EXERCISE GOAL
Copy out the items below word for word, with the pictures left out.

RECORDS FOR THIS EXERCISE
-*-
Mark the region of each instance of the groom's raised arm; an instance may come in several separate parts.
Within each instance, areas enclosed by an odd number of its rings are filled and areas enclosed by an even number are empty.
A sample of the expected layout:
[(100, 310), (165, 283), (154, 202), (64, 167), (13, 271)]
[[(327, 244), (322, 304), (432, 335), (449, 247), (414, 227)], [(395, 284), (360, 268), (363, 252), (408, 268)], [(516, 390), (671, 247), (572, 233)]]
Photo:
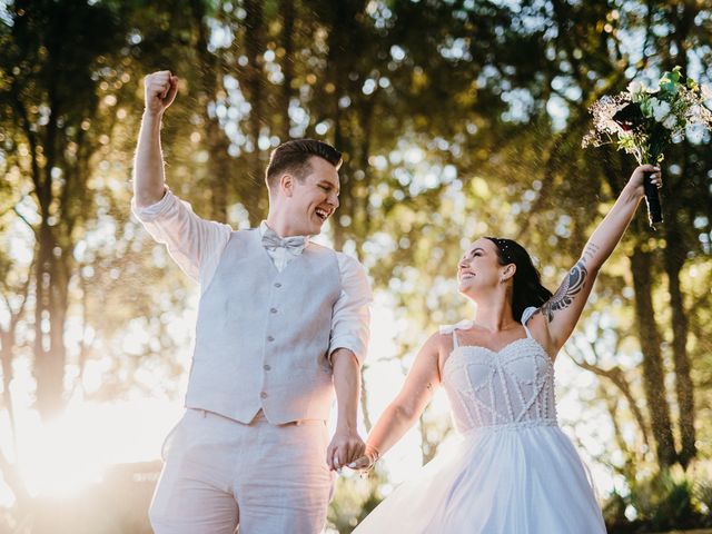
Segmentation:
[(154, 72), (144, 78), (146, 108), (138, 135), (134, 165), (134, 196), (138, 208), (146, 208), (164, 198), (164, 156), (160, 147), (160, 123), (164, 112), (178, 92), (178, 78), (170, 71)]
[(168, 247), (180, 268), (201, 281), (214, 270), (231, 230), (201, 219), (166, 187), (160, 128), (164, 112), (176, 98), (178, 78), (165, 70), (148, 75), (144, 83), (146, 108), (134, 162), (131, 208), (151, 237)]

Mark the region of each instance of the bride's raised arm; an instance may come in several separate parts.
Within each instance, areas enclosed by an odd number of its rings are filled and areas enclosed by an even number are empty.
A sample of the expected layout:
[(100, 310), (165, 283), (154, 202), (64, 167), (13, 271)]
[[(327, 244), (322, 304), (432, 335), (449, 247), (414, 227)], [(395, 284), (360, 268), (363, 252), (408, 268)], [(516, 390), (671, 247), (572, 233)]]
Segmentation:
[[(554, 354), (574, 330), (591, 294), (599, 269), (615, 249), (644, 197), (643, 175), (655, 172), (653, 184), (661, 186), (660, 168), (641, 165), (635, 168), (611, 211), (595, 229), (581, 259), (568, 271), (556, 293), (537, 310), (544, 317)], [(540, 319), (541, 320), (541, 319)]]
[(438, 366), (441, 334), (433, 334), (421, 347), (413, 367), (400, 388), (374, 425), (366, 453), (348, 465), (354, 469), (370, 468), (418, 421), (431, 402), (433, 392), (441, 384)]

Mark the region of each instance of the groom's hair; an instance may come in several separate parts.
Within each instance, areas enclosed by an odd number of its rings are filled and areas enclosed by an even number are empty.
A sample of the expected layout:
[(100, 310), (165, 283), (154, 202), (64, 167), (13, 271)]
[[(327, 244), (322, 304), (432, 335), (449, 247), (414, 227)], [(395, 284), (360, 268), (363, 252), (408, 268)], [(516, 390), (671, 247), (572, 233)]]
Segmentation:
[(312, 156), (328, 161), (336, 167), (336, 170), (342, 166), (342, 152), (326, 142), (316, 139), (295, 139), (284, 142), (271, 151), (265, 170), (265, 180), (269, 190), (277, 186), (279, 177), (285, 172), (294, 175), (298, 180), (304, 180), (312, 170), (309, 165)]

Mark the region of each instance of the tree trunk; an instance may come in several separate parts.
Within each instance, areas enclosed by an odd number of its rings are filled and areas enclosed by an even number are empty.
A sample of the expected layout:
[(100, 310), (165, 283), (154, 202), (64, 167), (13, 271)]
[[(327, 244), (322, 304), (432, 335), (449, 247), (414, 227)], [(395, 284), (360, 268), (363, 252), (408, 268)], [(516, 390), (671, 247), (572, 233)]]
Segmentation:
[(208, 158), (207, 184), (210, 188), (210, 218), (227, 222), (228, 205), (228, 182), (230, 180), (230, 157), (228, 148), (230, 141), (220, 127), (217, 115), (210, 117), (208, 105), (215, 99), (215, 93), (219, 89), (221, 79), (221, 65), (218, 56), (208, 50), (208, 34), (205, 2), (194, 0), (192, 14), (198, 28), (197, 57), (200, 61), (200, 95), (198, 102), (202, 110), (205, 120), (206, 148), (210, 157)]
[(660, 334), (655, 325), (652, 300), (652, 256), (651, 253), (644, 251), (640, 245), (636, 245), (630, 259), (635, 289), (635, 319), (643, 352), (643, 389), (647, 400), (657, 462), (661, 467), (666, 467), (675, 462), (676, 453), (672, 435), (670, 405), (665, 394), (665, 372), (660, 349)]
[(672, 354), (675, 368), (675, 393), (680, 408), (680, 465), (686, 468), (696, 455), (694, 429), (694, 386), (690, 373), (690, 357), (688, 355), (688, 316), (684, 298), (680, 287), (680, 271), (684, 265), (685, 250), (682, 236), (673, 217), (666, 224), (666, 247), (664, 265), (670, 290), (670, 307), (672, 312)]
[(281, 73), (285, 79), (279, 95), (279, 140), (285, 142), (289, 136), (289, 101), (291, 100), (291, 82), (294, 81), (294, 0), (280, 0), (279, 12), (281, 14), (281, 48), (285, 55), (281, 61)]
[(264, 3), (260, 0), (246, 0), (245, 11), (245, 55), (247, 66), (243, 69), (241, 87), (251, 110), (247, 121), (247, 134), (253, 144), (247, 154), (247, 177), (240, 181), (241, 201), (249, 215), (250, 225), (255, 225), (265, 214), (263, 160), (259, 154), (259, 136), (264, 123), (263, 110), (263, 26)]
-*-
OUTPUT OF THE TASK
Mark the region of each instance of the groom's raised arm; an instance may come in several separate parts.
Within each instance, areas enclosed by an odd number of its rings are filled and areas enclosed by an even number are empty.
A sample of the expected layout:
[(100, 310), (165, 283), (154, 202), (64, 167), (13, 271)]
[[(327, 244), (322, 304), (432, 335), (449, 247), (414, 227)], [(395, 284), (360, 268), (363, 252), (408, 268)], [(516, 390), (671, 247), (572, 233)]]
Photo:
Segmentation:
[(154, 72), (144, 78), (146, 108), (138, 135), (134, 165), (134, 196), (138, 208), (146, 208), (164, 198), (164, 156), (160, 147), (160, 123), (164, 112), (178, 92), (178, 78), (170, 71)]
[(168, 247), (180, 268), (201, 281), (214, 270), (231, 230), (201, 219), (166, 187), (160, 128), (164, 112), (176, 98), (178, 78), (165, 70), (148, 75), (144, 83), (146, 108), (134, 162), (131, 208), (151, 237)]

Mark the region of each instance of the bride's raised arm; an instance may come in several separate parts.
Within each instance, areas enclosed by an odd number of its rings are filled and areas enclosed by an even number are empty.
A sample of the expected layout:
[(100, 310), (165, 283), (154, 202), (64, 167), (13, 271)]
[[(327, 244), (322, 304), (432, 335), (449, 247), (414, 227)], [(395, 284), (360, 268), (363, 252), (408, 268)], [(516, 390), (671, 247), (572, 233)]]
Segmentation:
[[(554, 354), (574, 330), (591, 294), (599, 269), (615, 249), (644, 197), (643, 175), (655, 172), (653, 184), (661, 186), (660, 168), (641, 165), (635, 168), (611, 211), (595, 229), (581, 259), (568, 271), (556, 293), (537, 310), (544, 317)], [(540, 319), (541, 320), (541, 319)]]
[(438, 366), (441, 334), (433, 334), (421, 347), (413, 367), (400, 388), (374, 425), (366, 453), (348, 465), (354, 469), (370, 468), (418, 421), (431, 402), (433, 392), (441, 384)]

Mark the region of each instance of the groom's hair; an instance may come in several separate parts.
Within each instance, areas enclosed by an odd number of its rings are filled and areas enclosed by an even number are empty.
A sample of the expected layout:
[(100, 310), (165, 283), (154, 202), (64, 167), (13, 271)]
[[(327, 244), (322, 304), (432, 335), (449, 247), (414, 227)], [(395, 284), (360, 268), (363, 252), (408, 268)], [(516, 390), (671, 247), (572, 233)]]
Segmentation:
[(312, 156), (328, 161), (336, 167), (336, 170), (342, 166), (342, 152), (326, 142), (316, 139), (295, 139), (284, 142), (271, 151), (265, 170), (265, 180), (269, 190), (277, 186), (279, 177), (285, 172), (294, 175), (298, 180), (304, 180), (312, 170), (309, 165)]

Mark the region of each instance of the tree trunk; an instance may come in several separate parts.
Within each instance, areas enclosed by an odd number of its rings are filled and areas enclosed by an even number are empty.
A sample of the expected layout:
[(100, 310), (165, 283), (154, 202), (64, 167), (13, 271)]
[[(327, 244), (322, 304), (432, 335), (449, 247), (414, 227)], [(395, 284), (360, 268), (363, 252), (408, 268)], [(516, 390), (671, 247), (572, 233)]]
Segmentation:
[(208, 158), (207, 184), (210, 188), (210, 218), (227, 222), (228, 205), (228, 182), (230, 180), (230, 157), (228, 148), (230, 141), (220, 127), (217, 115), (210, 117), (208, 105), (215, 99), (215, 93), (219, 89), (221, 79), (221, 65), (218, 56), (208, 50), (208, 34), (205, 2), (194, 0), (192, 14), (198, 28), (197, 57), (200, 61), (200, 95), (198, 102), (202, 110), (205, 120), (206, 148), (210, 157)]
[(660, 334), (655, 325), (652, 300), (652, 256), (651, 253), (644, 251), (640, 245), (636, 245), (630, 259), (635, 289), (635, 319), (643, 352), (643, 389), (647, 400), (657, 462), (661, 467), (666, 467), (675, 462), (676, 453), (672, 435), (670, 405), (665, 394), (665, 372), (660, 349)]
[(672, 354), (675, 368), (675, 393), (680, 408), (680, 465), (686, 468), (696, 455), (694, 429), (694, 386), (690, 373), (690, 357), (688, 355), (688, 316), (684, 298), (680, 287), (680, 271), (684, 265), (685, 250), (682, 236), (673, 217), (666, 224), (666, 247), (664, 265), (670, 290), (670, 307), (672, 312)]
[(281, 73), (285, 79), (279, 95), (279, 140), (285, 142), (289, 136), (289, 101), (291, 100), (291, 82), (294, 81), (294, 0), (280, 0), (279, 12), (281, 14), (281, 48), (285, 55), (281, 61)]
[(264, 3), (260, 0), (246, 0), (245, 11), (245, 55), (247, 66), (243, 69), (241, 87), (251, 110), (247, 121), (247, 134), (253, 144), (247, 154), (247, 177), (240, 181), (241, 201), (249, 215), (250, 225), (255, 225), (265, 214), (263, 160), (259, 154), (259, 136), (264, 123), (263, 110), (263, 26)]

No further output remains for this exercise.